Extrait de page
□ □ □

John Lindberg préconise lui aussi une diversification de la filière. « La diversité confère au secteur nucléaire tout entier plus de souplesse et de dynamisme. C’est elle, au bout du compte, la clé du succès. Elle nous permet d’éviter les pièges bien connus de la pensée unique et des "caisses de résonance" qui renvoient inlassablement les mêmes perspectives et les mêmes opinions », dit-il. « Le débat public constitue en la matière l’un des outils à privilégier : il faut y introduire une plus grande diversité de pensée, car c’est là ce qui encouragerait l’éclosion de méthodes nouvelles et innovantes permettant d’engager le dialogue avec le public concernant les avantages de l’énergie nucléaire. »

Plans de carrière

Pour échapper aux questions récurrentes de sûreté entendues par le passé, les entreprises peuvent à présent porter leurs efforts sur le transfert des connaissances. Le travail en réseau et les programmes de mentorat jouent ici un double rôle : ils permettent de transférer les connaissances et offrent aux jeunes ces perspectives de progression de carrière auxquelles ils aspirent lorsqu’ils prennent un emploi.

La Conférence internationale de l’AIEA sur la sûreté radiologique,  tenue en novembre 2020 sur le thème « Améliorer la radioprotection dans la pratique », a notamment présenté un programme de développement professionnel qui proposait des échanges entre des anciens de la filière nucléaire et des jeunes, dans l’espoir qu’il en sorte de nouvelles idées qui puissent imprimer un élan à ce secteur et le pérenniser.

La CCSN met par ailleurs à profit toute la palette de carrières qu’offre la sûreté nucléaire pour séduire les jeunes. « Nous cherchons de plus en plus, lorsque nous abordons le thème de la sûreté nucléaire, à toucher des publics qui ne soient pas seulement composés d’étudiants en génie nucléaire ou de groupes de population qui côtoient des installations nucléaires », indique Rumina Velshi. « Lors d’un récent exposé à des étudiants universitaires en ingénierie géotechnique, j’ai constaté qu’ils étaient très intéressés par la question de la confiance du public dans le nucléaire et par le rôle qu’ils pouvaient jouer à cet égard. »

□ □ □

La liste
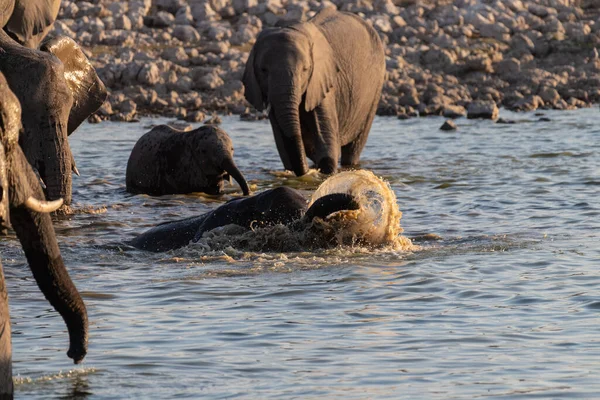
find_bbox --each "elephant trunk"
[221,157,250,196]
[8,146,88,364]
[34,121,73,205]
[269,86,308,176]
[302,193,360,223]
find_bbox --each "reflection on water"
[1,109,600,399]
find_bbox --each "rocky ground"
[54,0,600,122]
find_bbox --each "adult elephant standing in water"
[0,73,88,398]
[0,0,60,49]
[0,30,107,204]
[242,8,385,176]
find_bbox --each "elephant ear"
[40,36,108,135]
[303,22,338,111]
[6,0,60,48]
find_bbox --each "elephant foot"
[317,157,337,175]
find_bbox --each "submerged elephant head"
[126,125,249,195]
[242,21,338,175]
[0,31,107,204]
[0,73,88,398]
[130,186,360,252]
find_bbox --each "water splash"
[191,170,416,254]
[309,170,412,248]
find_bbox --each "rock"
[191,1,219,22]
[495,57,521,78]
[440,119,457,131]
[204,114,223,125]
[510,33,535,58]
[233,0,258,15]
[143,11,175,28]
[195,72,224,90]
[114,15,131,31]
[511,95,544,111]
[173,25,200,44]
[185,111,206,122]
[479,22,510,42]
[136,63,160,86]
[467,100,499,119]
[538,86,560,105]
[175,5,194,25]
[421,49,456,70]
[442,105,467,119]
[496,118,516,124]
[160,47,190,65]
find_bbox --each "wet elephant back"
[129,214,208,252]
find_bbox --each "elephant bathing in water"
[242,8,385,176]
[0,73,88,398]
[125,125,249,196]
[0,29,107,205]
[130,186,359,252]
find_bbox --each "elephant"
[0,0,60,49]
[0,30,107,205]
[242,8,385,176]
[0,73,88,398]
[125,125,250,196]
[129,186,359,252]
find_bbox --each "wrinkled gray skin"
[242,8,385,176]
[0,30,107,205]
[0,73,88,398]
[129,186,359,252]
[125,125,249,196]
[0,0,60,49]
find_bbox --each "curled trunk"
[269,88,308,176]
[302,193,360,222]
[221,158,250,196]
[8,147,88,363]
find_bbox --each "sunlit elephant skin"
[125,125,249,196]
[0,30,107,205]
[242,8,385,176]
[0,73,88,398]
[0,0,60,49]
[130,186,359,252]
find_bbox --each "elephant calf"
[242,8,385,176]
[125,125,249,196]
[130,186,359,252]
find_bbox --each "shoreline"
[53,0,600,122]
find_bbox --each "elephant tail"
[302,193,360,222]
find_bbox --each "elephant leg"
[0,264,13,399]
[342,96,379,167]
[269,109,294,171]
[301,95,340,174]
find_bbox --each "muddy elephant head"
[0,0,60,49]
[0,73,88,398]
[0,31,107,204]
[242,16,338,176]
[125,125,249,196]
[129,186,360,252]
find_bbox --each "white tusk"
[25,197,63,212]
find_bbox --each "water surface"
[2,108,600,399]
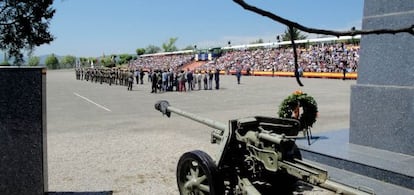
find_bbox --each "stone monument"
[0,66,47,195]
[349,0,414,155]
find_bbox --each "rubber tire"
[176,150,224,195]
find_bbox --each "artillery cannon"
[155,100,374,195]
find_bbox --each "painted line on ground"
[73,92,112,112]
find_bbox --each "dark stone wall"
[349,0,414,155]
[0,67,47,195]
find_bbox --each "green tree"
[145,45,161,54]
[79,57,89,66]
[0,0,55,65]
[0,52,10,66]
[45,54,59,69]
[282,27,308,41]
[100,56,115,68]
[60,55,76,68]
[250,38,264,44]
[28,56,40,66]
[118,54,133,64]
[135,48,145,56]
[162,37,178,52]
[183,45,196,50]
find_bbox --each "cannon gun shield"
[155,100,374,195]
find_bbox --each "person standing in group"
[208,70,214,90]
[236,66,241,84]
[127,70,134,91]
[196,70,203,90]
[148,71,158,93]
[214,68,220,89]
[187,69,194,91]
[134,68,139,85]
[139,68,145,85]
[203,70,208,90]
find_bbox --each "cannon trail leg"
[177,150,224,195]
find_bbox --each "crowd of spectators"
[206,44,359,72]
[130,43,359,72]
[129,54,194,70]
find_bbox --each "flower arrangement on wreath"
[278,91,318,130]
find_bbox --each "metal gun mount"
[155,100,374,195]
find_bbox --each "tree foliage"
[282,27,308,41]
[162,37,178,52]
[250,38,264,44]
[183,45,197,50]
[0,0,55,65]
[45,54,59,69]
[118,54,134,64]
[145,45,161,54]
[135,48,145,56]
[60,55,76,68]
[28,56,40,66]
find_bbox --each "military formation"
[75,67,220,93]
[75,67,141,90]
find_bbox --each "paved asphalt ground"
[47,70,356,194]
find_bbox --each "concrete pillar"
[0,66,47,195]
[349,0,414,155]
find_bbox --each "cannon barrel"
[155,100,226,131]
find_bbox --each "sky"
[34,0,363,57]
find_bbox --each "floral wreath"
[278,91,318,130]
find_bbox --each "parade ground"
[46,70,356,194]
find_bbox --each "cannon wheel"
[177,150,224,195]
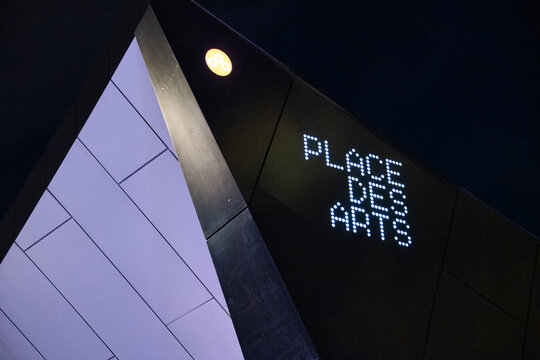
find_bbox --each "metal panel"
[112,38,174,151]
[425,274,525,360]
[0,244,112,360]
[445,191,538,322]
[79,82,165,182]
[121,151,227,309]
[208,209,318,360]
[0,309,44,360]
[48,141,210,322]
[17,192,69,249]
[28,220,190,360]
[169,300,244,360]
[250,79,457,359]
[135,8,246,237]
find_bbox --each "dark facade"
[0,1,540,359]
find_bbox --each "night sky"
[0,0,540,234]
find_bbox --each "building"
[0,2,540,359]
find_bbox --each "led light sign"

□ □ □

Objectifs
(a) Relevez chaque ligne de la liste qui contient le mot « metal », en tenant compte de la casse.
(b) Rédigez la suite de l'extrait sur la filière nucléaire en reprenant après sa dernière phrase.

Réponses aux exercices
(a)
find_bbox --each "metal gun mount"
find_bbox --each "metal panel"

(b)
Le changement climatique et la révolution numérique

Partout dans le monde, les jeunes ont été à la tête des manifestations appelant à lutter contre le changement climatique, qui représente à ce jour le plus grand défi planétaire qui soit. Ces jeunes sont au courant des problèmes relatifs au climat et ont soif de participer au débat mondial sur l’avenir de notre planète. L’atténuation des changements climatiques demeure un argument clé pour le maintien et l’essor de l’électronucléaire, et les dernières projections annuelles de l’AIEA montrent que la capacité électronucléaire mondiale pourrait doubler à l’horizon 2050. Ce serait là l’occasion pour la filière nucléaire et la communauté internationale de présenter le nucléaire et la sûreté nucléaire comme un choix de carrière utile et passionnant dans un secteur qui progresse et innove.

À l’heure où le nucléaire n’a plus guère de secrets et où chacun sait les avantages qu’il représente pour les populations et l’environnement, à l’heure aussi où des perspectives de carrière se dessinent et où l’on assiste à une large diversification des métiers qu’il propose, il pourrait devenir tentant d’embrasser une carrière dans ce secteur.

Rumina Velshi et la CCSN considèrent que la révolution numérique qui touche la sûreté nucléaire constitue une chance pour les jeunes. « Nous sommes à l’orée de la "quatrième révolution industrielle" – la révolution numérique. Ce nouveau chapitre de l’évolution humaine, porté principalement par les avancées de la science et de la technologie, progresse à une vitesse exponentielle. Cela vaut aussi pour le secteur nucléaire. Nous savons que la filière nucléaire cherche des solutions novatrices, qui vont de la robotique à l’informatique quantique, en passant par l’intelligence artificielle, pour relever les défis auxquels elle doit se mesurer. Opter pour une carrière dans le domaine de la sûreté nucléaire est l’occasion de participer pleinement à cette révolution. »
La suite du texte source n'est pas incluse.